O Poder Judiciário quer saber os motivos que levaram o estado a suspender o repasse de leite para bebês, cujas mães são portadoras do vírus HIV. O despacho do juiz Ygor Figueiredo, da vara da infância, foi proferido na tarde de ontem, três dias após a Defensoria Pública do Estado (DPE/AL) impetrar ação civil pública pedindo para que a Secretaria de Estado da Saúde normalize a distribuição da forma láctea infantil para crianças de 0 a 12 meses, cadastradas nos serviços de referência no tratamento de portadores de HIV no estado, em um prazo de cinco dias.
De acordo com o coordenador do Núcleo de Direitos Coletivos e Humanos da Defensoria Pública e autor da ação, o defensor público Daniel Alcoforado, em Alagoas estão cadastradas pela Sesau, nas unidades referenciadas para tratamento dos pacientes com HIV, mais de oitenta crianças que dependem da fórmula láctea como única alternativa nutricional em substituição ao leite materno. Segundo o defensor, estas crianças expostas ao HIV têm sofrido há vários meses com a regular descontinuidade da distribuição do leite.
“O estado está inserido no programa de acompanhamento e tratamento de pessoas portadoras de HIV/AIDS. A Sesau, dentre os serviços disponibilizados, tem a distribuição de fórmula láctea para as crianças expostas ao vírus nas maternidades públicas e conveniadas ao SUS principalmente nas unidades de referência no tratamento da doença (AIDS). Tais ações recebem incentivo financeiro do Ministério da Saúde”, disse o defensor.
——————
PROBLEMA: Reproduza o trecho da notícia que começa em "O Poder Judiciário" e termina em "de cinco dias.". O material que vem depois da notícia não tem relação com ela.

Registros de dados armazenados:
——————
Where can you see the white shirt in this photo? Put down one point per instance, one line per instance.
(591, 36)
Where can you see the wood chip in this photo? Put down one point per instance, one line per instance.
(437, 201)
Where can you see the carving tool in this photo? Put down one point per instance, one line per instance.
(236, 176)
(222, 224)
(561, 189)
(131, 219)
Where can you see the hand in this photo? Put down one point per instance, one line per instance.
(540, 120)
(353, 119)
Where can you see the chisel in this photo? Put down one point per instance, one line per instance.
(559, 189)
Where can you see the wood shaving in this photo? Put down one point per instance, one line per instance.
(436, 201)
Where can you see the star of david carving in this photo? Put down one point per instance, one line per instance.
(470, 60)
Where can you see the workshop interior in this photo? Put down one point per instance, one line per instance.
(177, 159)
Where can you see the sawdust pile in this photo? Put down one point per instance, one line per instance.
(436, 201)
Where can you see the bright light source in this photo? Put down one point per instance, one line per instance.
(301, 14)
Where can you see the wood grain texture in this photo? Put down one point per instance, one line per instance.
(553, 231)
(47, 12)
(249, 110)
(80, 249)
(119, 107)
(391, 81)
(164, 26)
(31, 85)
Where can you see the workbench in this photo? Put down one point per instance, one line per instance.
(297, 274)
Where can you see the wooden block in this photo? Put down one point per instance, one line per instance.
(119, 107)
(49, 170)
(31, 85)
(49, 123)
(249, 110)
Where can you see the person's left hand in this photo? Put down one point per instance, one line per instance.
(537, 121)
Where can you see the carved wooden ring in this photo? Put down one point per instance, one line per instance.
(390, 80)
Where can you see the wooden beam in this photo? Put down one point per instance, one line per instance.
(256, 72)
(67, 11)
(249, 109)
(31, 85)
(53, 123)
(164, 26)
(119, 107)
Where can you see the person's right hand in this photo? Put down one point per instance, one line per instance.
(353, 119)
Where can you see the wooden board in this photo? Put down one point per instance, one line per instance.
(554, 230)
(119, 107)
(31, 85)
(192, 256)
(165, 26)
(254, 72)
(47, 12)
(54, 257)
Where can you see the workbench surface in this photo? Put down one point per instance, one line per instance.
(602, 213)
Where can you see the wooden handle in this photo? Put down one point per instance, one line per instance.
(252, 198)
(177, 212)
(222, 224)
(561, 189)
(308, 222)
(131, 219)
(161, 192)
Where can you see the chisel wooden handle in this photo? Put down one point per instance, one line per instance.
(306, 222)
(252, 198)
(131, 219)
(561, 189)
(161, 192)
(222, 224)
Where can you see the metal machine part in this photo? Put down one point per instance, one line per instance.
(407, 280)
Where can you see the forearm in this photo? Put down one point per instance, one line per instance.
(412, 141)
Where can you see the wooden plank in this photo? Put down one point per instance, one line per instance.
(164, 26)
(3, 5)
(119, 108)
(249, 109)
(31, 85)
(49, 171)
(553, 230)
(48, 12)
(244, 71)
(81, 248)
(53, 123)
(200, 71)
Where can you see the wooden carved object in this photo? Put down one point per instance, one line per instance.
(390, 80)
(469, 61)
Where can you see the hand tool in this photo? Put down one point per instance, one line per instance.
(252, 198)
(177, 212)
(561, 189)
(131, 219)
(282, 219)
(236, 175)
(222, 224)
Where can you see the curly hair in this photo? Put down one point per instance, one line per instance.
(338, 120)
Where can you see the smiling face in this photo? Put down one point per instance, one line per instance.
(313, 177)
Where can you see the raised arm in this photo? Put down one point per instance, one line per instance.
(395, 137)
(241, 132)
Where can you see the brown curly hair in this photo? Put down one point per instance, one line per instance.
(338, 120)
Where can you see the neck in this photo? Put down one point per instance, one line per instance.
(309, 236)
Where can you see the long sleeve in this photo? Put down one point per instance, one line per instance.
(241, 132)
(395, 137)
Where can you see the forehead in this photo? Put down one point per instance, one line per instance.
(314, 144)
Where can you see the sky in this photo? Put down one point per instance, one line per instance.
——————
RESPOSTA:
O Poder Judiciário quer saber os motivos que levaram o estado a suspender o repasse de leite para bebês, cujas mães são portadoras do vírus HIV. O despacho do juiz Ygor Figueiredo, da vara da infância, foi proferido na tarde de ontem, três dias após a Defensoria Pública do Estado (DPE/AL) impetrar ação civil pública pedindo para que a Secretaria de Estado da Saúde normalize a distribuição da forma láctea infantil para crianças de 0 a 12 meses, cadastradas nos serviços de referência no tratamento de portadores de HIV no estado, em um prazo de cinco dias.